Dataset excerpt

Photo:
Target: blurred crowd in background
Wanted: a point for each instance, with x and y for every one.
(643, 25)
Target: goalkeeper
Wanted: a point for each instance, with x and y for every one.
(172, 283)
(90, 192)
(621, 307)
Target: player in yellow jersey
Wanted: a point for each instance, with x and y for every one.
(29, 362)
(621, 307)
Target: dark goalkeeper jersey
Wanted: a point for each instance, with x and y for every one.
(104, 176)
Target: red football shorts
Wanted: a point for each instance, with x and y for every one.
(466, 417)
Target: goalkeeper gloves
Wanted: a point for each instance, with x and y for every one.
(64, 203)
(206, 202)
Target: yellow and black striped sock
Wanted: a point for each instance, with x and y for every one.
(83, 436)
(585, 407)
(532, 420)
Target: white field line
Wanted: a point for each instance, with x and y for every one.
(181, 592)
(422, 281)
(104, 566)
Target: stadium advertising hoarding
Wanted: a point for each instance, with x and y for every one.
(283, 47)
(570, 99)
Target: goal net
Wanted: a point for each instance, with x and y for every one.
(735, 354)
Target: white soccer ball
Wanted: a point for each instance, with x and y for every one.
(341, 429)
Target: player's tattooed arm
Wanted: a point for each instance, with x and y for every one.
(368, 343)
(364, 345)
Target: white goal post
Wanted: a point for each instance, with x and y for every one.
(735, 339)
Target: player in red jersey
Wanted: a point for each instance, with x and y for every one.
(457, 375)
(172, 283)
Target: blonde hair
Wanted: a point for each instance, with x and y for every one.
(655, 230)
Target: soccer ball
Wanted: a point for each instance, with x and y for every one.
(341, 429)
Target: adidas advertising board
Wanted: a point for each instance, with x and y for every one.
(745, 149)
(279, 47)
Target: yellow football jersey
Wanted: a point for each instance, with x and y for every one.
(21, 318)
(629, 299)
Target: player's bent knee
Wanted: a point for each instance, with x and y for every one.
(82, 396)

> _TASK PROMPT_:
Reproduce verbatim the lines of the data above, from the line containing "Target: adidas advertising board" through the final line, both ends inclusive.

> _RESULT OF THE TASK_:
Target: adidas advertising board
Wanted: a point for each instance, with x and y for every one.
(745, 149)
(279, 47)
Target: yellow football jersey
Wanted: a point for each instance, with x and y for every one.
(21, 318)
(629, 299)
Target: player's bent knee
Wanted: a point for each instance, with x and y for every one.
(82, 396)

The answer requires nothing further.